## WHAT YOU NEED TO DO
In the records below, report every line that contains the string "embankment", and treat uppercase and lowercase as different.

## MATERIAL FOR THIS EXERCISE
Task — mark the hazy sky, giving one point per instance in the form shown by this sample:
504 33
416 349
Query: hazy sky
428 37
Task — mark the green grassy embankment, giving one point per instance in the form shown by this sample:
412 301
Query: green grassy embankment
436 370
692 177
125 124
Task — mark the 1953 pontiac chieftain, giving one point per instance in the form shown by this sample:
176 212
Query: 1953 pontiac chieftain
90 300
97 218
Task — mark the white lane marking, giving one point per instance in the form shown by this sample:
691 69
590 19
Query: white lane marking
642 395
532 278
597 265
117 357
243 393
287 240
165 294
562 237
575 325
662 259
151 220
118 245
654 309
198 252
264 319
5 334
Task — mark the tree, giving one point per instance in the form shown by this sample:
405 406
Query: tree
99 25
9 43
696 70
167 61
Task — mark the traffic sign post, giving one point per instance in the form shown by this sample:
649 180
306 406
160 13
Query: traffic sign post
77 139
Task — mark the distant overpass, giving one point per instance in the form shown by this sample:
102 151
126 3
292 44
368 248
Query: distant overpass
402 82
---
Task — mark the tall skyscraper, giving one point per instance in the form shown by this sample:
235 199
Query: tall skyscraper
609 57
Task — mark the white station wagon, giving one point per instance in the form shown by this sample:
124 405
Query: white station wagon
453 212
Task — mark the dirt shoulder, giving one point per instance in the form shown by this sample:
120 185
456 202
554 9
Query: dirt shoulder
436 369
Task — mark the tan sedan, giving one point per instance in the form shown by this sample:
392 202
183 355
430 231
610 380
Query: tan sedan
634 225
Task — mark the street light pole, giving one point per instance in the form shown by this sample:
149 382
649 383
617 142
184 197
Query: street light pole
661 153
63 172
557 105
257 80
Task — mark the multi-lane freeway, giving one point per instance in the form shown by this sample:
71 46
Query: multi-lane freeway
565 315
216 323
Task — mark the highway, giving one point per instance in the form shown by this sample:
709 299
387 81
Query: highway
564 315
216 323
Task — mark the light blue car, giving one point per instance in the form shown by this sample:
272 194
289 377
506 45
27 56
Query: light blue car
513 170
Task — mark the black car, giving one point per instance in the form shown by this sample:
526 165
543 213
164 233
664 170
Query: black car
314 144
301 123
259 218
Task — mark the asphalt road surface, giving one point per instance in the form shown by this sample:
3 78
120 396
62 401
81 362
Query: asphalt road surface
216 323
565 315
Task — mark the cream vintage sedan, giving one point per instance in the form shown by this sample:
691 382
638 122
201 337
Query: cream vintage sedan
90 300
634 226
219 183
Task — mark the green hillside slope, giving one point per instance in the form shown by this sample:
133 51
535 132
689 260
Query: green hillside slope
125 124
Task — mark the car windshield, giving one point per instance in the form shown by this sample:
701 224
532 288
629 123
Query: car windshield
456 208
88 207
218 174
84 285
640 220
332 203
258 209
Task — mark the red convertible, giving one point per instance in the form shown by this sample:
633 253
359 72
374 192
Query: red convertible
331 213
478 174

## TASK OUTPUT
Task — mark the green grassy embankment, giving one point per instance in the form shown by this sample:
Query: green grassy embankment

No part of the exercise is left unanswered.